#### 과제:
아래 기록에서 "white"라는 단어가 들어 있는 줄을 모두 골라 한 줄도 빠짐없이 옮겨 적으세요.

(데이터셋에서 가져온 항목)
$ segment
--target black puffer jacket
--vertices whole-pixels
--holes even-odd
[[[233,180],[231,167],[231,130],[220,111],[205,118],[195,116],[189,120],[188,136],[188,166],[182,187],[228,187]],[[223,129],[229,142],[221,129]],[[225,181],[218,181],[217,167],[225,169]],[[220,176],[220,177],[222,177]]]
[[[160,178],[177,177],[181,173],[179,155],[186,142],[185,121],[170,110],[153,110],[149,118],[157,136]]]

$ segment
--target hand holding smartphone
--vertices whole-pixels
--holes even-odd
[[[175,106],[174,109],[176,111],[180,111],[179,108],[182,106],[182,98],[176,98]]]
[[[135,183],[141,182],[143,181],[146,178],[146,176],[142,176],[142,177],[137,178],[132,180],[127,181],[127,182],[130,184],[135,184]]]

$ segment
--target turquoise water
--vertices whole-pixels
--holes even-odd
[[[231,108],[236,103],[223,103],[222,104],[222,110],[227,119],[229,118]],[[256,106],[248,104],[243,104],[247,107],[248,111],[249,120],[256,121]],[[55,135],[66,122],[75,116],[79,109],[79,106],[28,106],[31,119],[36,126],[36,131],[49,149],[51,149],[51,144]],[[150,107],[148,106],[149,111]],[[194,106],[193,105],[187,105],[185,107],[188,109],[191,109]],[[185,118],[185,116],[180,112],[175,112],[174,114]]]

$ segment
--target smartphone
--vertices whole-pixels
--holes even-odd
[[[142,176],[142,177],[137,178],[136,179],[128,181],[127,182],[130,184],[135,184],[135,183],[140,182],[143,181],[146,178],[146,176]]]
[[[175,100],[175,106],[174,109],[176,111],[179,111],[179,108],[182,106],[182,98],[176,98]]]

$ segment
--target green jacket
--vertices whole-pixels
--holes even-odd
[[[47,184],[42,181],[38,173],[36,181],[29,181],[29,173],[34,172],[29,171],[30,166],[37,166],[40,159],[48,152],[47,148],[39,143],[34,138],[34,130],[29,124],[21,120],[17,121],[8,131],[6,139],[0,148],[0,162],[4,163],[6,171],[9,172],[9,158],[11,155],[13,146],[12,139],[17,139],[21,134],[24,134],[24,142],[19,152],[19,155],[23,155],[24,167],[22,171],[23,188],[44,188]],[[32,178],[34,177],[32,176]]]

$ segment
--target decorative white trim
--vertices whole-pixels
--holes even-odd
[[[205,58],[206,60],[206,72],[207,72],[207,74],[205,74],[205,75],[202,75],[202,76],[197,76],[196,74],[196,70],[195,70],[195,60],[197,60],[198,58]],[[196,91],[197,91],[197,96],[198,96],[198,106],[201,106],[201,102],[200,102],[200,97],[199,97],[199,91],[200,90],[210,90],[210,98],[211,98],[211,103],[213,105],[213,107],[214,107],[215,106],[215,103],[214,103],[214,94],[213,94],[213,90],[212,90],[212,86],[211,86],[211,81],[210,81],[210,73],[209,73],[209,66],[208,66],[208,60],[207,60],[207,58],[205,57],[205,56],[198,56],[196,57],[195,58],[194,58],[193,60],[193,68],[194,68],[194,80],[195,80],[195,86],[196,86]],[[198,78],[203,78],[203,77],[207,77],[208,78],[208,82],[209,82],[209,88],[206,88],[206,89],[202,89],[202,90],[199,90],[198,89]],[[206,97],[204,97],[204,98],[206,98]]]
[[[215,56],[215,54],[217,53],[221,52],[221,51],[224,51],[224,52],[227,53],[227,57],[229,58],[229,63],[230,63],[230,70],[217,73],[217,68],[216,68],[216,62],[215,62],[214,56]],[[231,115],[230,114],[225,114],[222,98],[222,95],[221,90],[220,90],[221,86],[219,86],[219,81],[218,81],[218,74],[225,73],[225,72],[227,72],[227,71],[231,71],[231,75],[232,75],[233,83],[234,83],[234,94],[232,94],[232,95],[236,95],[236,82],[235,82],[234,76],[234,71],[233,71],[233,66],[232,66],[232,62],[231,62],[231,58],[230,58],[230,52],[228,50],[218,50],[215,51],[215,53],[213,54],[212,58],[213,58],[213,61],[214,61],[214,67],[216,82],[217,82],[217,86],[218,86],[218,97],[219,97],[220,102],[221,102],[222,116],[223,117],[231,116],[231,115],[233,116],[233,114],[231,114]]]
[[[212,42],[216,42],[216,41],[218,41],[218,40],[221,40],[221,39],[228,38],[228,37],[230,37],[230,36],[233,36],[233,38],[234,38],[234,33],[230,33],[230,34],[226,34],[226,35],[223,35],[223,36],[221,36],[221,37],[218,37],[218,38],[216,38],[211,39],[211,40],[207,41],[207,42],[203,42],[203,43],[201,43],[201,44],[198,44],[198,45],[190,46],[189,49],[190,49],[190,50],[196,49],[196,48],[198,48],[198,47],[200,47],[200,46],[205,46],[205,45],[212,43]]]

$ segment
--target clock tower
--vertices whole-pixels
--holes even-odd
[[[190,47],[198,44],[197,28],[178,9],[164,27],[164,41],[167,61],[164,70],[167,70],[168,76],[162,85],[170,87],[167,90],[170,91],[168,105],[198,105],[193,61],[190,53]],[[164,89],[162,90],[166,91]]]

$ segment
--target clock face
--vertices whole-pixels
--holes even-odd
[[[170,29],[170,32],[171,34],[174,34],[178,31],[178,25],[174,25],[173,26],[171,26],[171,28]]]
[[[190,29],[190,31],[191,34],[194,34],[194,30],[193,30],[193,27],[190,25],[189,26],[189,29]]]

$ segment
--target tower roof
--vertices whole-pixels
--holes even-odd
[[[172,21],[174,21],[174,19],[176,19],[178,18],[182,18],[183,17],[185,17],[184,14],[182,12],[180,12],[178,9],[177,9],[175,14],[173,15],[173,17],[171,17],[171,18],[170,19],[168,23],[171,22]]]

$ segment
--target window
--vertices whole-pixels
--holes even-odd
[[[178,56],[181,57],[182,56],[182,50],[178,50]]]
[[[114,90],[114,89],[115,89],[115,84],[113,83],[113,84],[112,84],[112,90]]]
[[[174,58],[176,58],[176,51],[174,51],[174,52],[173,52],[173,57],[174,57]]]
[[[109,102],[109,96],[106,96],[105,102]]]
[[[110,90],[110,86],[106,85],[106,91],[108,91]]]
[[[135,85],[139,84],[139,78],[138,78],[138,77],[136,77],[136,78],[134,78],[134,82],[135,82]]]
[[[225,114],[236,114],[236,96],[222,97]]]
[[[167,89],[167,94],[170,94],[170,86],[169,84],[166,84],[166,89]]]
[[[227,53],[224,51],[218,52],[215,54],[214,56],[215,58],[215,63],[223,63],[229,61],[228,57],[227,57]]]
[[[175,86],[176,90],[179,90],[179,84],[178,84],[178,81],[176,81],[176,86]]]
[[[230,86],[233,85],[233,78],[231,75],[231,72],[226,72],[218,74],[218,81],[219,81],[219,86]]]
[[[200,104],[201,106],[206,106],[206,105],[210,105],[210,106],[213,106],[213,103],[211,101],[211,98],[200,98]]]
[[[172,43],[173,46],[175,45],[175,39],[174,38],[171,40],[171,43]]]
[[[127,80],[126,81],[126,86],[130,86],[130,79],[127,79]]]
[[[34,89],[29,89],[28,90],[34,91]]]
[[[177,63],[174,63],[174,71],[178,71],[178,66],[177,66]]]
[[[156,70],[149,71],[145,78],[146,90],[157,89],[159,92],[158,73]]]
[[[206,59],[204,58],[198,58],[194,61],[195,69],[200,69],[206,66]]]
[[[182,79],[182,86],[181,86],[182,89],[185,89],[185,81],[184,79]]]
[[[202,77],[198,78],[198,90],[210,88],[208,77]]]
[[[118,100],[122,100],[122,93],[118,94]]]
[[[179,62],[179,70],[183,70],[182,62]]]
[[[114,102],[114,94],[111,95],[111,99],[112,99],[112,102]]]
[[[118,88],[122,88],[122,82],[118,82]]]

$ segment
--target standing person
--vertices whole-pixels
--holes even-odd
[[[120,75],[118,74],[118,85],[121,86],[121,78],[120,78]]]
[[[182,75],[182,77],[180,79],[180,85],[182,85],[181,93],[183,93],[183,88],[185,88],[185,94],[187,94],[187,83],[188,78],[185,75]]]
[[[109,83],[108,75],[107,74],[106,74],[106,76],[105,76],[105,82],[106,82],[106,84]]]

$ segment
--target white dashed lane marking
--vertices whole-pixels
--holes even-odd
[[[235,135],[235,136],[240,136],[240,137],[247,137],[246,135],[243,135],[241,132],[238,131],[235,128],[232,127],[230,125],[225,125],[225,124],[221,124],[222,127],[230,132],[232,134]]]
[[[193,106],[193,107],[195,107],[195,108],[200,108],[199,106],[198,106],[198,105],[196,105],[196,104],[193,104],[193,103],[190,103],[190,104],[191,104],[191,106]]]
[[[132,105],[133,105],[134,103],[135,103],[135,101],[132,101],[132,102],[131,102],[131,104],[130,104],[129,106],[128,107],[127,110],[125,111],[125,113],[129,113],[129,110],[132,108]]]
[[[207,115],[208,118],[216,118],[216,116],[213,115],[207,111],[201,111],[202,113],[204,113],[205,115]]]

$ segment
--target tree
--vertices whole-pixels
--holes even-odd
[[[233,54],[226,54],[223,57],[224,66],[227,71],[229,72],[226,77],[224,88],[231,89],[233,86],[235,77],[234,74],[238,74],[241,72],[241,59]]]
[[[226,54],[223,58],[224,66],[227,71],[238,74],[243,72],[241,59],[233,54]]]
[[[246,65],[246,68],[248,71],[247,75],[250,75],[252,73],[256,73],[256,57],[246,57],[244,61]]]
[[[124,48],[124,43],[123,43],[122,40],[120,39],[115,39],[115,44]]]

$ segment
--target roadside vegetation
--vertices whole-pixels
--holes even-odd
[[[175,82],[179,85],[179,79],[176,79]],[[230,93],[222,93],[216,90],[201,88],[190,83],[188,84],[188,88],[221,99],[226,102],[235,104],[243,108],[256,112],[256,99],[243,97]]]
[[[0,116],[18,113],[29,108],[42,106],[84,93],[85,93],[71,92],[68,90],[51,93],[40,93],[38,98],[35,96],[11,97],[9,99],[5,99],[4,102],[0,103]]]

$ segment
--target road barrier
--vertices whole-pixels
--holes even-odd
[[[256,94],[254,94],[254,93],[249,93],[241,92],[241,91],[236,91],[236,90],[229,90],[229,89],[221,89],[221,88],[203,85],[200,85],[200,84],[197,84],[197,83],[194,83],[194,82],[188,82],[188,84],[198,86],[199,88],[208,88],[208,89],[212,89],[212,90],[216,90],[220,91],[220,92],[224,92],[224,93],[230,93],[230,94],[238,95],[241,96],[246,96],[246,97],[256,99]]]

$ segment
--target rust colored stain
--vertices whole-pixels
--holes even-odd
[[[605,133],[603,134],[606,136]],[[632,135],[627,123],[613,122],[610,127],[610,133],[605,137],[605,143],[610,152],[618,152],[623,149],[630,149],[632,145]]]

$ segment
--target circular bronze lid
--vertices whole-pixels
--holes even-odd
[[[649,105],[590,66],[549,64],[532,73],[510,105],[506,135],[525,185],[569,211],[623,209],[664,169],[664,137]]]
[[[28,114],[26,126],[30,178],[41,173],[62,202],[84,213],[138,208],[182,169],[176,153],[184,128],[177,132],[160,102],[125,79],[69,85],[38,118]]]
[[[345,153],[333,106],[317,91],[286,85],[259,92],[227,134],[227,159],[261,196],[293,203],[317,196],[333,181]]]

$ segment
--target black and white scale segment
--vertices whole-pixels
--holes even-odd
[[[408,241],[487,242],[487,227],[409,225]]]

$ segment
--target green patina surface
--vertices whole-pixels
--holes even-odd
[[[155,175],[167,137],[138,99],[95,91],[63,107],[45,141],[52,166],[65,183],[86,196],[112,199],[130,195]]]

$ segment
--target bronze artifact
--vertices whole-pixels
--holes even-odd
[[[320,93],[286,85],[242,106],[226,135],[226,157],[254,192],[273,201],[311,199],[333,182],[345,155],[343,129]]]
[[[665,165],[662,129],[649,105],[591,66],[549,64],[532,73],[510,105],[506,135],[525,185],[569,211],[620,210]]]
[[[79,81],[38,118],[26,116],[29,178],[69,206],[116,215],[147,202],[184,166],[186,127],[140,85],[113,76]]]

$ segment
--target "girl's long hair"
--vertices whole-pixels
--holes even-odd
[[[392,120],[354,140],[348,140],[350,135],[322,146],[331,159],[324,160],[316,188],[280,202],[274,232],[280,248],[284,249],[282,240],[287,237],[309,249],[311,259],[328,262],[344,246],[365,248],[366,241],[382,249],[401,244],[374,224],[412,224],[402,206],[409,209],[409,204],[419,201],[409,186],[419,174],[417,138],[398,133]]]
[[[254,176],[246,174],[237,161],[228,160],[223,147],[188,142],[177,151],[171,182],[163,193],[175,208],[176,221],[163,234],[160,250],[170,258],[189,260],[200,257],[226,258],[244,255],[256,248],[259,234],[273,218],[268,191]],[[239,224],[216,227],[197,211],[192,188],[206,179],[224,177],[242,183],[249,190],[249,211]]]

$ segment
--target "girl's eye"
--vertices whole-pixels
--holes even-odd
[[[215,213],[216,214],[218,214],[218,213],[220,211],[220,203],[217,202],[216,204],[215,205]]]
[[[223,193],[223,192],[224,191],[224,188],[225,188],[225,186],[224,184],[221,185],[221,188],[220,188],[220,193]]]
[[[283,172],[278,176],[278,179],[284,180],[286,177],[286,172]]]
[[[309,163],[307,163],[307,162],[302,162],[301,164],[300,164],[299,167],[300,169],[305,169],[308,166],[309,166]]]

#### 이 연습의 답변:
--target decorative white trim
--target white dashed lane marking
--target black and white scale segment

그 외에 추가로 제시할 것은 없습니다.